**Excerpt:**
──────────

I upgraded to a QCTP and never looked back.  It was such a dramatic improvement, I could hardly believe it.  Sold all my lantern style tools and holders on eBay, and that cash paid for half the cost of my new QCTP.

GG


----------



## Old Iron (May 23, 2015)

If I were you I would get a nice oak board and make a nice holder to mount on the wall. I didn't get one with my 13" S.B. but it took a while to get the all of ebay and that's what I did with mine. You never have to many tools.

Paul


----------



## The Liberal Arts Garage (Jun 1, 2015)

Keep it,  JUST BECAUSE...........BLJHB.


----------



## bfd (Oct 18, 2016)

yes , its an antique and someday your heirs will write hobby machinist and ask what this is, just kidding. someday you might find a need for it. fishing sinker ,door stop, putting in a box of tools for a newbie he will like it.  bill


----------



## Christian Poulsen (Nov 1, 2016)

──────────

**Given exercise A:**
Count the lines in the rows below that contain the word "rock". Give only the number.

**Dataset:**

──────────

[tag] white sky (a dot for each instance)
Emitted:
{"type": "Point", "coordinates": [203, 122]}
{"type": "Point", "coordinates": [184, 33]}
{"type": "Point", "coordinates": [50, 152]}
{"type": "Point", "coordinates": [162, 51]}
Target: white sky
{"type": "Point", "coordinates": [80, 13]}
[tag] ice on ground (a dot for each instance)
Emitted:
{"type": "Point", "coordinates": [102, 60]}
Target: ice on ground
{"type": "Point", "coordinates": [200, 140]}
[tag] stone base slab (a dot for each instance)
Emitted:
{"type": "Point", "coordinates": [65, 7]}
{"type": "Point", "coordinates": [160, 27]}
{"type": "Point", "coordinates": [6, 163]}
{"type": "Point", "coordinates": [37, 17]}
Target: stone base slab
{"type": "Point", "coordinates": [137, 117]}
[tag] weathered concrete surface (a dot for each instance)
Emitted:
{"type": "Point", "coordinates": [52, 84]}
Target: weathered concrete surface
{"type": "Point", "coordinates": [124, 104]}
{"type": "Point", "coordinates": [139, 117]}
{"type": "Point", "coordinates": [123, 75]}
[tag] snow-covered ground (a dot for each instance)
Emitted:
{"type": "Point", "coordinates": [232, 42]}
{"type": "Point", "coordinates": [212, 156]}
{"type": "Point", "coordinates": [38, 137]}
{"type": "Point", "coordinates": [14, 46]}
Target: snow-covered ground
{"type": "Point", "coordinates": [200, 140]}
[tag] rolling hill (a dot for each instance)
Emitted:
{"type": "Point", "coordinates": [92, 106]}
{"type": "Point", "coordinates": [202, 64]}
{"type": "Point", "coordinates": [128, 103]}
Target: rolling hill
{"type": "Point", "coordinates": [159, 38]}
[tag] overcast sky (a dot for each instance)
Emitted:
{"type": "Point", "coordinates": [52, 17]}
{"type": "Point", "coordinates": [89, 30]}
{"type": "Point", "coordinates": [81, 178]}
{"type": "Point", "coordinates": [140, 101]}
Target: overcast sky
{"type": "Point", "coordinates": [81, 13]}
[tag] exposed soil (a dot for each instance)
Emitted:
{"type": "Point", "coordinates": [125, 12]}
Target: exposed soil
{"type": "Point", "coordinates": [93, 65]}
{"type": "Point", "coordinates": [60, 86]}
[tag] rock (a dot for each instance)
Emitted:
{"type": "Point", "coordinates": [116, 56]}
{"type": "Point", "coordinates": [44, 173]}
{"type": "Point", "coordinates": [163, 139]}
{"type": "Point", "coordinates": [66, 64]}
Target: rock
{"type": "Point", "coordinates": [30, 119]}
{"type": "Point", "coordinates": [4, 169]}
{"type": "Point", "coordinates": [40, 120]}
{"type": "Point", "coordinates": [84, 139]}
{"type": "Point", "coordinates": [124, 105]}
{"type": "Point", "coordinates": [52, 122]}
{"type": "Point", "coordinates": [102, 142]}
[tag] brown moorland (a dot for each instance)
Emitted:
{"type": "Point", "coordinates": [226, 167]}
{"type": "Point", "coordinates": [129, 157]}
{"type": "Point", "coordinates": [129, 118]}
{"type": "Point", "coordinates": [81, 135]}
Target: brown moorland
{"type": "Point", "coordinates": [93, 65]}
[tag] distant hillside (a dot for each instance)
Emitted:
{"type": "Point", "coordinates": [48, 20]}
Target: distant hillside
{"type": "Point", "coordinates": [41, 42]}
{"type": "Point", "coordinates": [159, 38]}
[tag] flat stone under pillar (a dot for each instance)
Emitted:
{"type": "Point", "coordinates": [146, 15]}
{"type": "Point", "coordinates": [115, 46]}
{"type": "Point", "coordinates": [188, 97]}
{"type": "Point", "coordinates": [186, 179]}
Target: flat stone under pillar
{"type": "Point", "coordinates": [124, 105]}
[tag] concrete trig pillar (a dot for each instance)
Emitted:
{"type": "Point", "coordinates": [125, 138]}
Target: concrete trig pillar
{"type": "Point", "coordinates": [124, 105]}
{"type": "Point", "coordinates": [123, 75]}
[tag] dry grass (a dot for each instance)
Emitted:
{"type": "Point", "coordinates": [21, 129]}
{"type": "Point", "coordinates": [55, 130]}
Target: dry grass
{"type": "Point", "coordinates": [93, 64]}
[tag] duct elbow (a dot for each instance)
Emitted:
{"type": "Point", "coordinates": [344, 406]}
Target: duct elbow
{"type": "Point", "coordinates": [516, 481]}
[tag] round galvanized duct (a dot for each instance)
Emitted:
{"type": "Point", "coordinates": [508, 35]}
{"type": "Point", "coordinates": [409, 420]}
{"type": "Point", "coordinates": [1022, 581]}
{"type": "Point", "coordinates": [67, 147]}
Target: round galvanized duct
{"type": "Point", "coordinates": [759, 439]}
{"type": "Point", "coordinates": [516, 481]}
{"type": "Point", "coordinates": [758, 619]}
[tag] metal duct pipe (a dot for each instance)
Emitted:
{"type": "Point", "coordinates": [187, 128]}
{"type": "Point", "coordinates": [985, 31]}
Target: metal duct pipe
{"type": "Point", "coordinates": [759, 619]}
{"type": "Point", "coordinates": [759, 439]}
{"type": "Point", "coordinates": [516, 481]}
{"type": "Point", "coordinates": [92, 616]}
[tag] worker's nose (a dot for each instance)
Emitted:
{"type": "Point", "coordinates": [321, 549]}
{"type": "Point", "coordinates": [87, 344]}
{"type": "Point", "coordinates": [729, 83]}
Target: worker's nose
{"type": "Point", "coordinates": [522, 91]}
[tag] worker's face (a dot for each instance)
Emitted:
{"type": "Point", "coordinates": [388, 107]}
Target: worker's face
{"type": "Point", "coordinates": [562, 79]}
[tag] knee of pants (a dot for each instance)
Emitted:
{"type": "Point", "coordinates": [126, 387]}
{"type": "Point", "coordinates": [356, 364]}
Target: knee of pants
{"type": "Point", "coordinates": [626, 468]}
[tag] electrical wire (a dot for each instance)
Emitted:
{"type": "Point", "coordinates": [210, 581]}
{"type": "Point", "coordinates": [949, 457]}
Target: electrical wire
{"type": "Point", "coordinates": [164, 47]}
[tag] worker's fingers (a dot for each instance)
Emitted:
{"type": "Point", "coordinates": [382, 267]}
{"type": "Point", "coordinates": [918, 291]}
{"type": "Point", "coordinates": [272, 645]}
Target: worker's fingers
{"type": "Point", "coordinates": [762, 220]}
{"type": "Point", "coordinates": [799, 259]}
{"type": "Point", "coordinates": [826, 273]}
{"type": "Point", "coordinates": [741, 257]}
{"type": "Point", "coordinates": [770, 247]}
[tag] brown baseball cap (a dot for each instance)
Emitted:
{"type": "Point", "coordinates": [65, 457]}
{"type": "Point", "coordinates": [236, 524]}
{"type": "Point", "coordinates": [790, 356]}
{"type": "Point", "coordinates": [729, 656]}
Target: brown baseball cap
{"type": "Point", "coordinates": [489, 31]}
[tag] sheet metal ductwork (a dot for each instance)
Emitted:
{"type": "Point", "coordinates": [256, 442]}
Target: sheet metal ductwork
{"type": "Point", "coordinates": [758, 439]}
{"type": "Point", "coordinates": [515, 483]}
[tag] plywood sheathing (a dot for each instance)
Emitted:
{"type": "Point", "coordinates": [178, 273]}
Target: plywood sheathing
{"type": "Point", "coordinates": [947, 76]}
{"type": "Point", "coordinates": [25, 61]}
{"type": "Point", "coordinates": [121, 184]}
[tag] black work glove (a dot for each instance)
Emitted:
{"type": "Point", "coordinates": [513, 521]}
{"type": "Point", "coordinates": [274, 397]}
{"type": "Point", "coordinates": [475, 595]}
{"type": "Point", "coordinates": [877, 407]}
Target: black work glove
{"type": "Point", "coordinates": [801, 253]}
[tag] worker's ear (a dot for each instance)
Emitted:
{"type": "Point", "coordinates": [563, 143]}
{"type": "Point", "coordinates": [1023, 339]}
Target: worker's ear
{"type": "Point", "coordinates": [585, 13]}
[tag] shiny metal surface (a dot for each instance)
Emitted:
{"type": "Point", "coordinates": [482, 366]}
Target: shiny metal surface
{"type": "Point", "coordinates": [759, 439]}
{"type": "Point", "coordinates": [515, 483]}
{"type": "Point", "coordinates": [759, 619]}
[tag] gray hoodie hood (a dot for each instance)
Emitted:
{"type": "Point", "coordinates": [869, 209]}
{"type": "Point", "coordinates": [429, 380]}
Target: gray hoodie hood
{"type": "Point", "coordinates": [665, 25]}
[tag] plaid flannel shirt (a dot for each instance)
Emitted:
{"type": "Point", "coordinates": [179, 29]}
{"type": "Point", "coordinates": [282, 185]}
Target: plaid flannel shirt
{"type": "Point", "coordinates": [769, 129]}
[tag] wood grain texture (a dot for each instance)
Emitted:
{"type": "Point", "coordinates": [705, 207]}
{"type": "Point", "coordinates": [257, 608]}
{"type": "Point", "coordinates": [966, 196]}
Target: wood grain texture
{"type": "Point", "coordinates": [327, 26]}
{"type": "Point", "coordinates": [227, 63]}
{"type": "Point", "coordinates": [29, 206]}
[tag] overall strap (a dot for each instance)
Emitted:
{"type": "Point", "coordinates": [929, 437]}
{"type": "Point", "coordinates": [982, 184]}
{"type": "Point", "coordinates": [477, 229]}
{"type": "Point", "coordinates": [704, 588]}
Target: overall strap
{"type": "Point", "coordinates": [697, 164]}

──────────

**Given exercise B:**
From the lathe tool thread, reproduce the passage starting at "I upgraded to" and ending at "(May 23, 2015)".

**Final result A:**
2

**Final result B:**
I upgraded to a QCTP and never looked back.  It was such a dramatic improvement, I could hardly believe it.  Sold all my lantern style tools and holders on eBay, and that cash paid for half the cost of my new QCTP.

GG


----------



## Old Iron (May 23, 2015)